Please keep the images out and set down the data exactly as given.

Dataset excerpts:
--*--
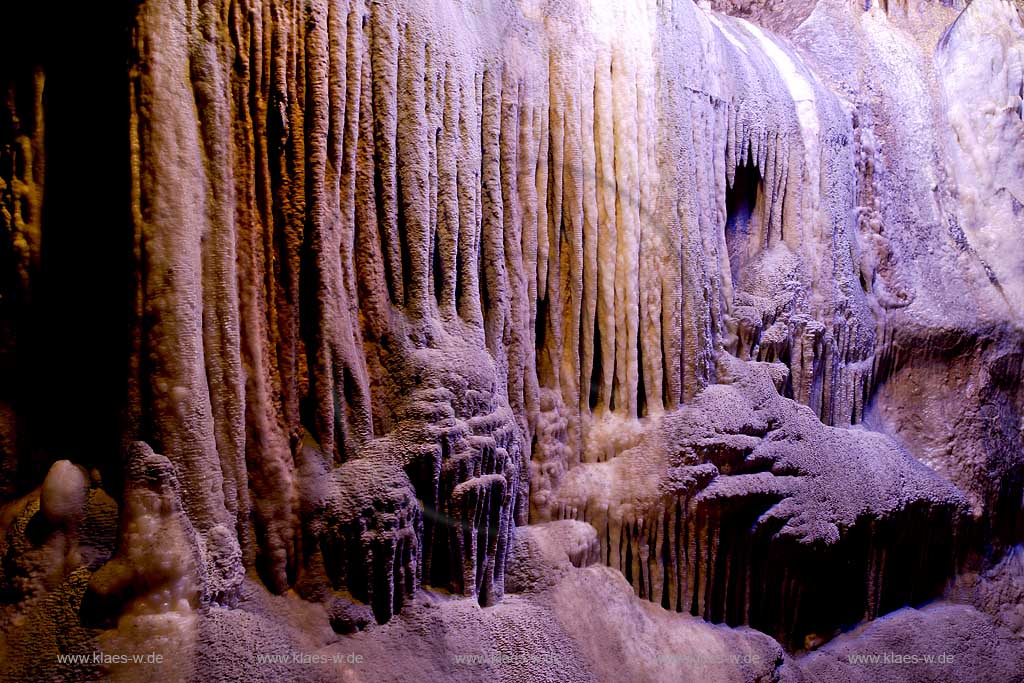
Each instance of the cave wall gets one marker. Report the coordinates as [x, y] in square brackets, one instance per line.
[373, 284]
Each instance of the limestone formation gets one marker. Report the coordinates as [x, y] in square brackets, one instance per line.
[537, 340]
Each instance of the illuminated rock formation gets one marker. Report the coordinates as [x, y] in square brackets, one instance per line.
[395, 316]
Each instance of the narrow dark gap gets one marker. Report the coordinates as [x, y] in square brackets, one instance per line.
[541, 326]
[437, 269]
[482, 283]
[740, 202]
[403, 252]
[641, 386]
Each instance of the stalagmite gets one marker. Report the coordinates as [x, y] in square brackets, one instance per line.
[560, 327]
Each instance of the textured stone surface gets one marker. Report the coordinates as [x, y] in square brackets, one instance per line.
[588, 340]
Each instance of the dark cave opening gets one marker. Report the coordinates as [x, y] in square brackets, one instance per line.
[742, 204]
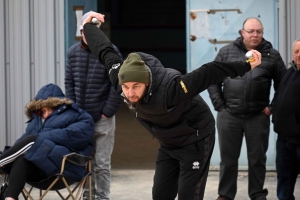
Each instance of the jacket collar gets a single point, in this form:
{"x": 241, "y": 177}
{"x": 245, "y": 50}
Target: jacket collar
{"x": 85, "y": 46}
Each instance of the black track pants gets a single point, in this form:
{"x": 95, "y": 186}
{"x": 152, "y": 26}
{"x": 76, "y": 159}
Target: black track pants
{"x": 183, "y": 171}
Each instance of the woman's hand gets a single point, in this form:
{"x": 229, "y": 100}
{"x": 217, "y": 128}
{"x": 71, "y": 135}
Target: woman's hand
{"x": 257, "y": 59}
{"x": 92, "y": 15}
--*--
Reply to the exercise:
Each instance of the cave wall gets one marker. Report the coordinates as [x, y] in square brackets, one instance per line.
[373, 284]
Each instance of the limestone formation gets one marker. Report the coordinates as [x, y] in square brackets, one instance per line.
[537, 340]
Each instance of the illuminated rock formation gets one marker. Report the coordinates as [x, y] in square brackets, one instance per line.
[395, 316]
Each instance of the narrow dark gap gets one marker. Report the coordinates as [x, y] in square brackets, one instance per line.
[541, 326]
[437, 269]
[482, 283]
[740, 202]
[403, 252]
[641, 386]
Each instance of the stalagmite gets one marker. Report the coordinates as [x, y] in square brackets, one instance per line.
[560, 327]
Each instance of the textured stone surface gets one marker. Report the coordinates as [x, y] in square brackets, one instance per line.
[588, 340]
Each instance of the dark cave opening gets one marker. Report the coordinates as [x, y] in square brackets, one instance per line.
[742, 204]
Each instance of the jacket collar gets a single point, in this form:
{"x": 241, "y": 177}
{"x": 245, "y": 50}
Target: jacket collar
{"x": 85, "y": 46}
Each instance of the black track pants gets a single point, in this form:
{"x": 95, "y": 186}
{"x": 152, "y": 26}
{"x": 76, "y": 159}
Target: black track pants
{"x": 183, "y": 171}
Each instance of the woman's hand gets a single point, in this form:
{"x": 229, "y": 100}
{"x": 217, "y": 128}
{"x": 71, "y": 135}
Target: woman's hand
{"x": 257, "y": 59}
{"x": 92, "y": 15}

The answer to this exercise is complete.